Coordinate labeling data
Begin

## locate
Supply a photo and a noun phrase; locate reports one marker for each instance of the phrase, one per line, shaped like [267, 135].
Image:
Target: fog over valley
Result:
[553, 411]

End
Begin

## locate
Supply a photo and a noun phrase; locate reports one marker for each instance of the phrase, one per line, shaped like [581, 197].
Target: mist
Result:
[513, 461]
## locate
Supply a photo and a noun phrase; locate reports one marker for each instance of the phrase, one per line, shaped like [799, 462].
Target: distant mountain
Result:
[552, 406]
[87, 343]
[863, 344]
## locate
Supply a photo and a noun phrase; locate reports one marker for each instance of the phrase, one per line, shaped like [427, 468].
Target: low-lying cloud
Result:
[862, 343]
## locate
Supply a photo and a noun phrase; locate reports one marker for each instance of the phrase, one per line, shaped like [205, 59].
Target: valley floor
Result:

End

DIRECTIONS
Which lines in the items above contain the word "Target"? Find each one and copy it out in full.

REPLY TO THE TASK
Target: fog over valley
Target: mist
Target: distant mountain
Target: low-lying cloud
Target: valley floor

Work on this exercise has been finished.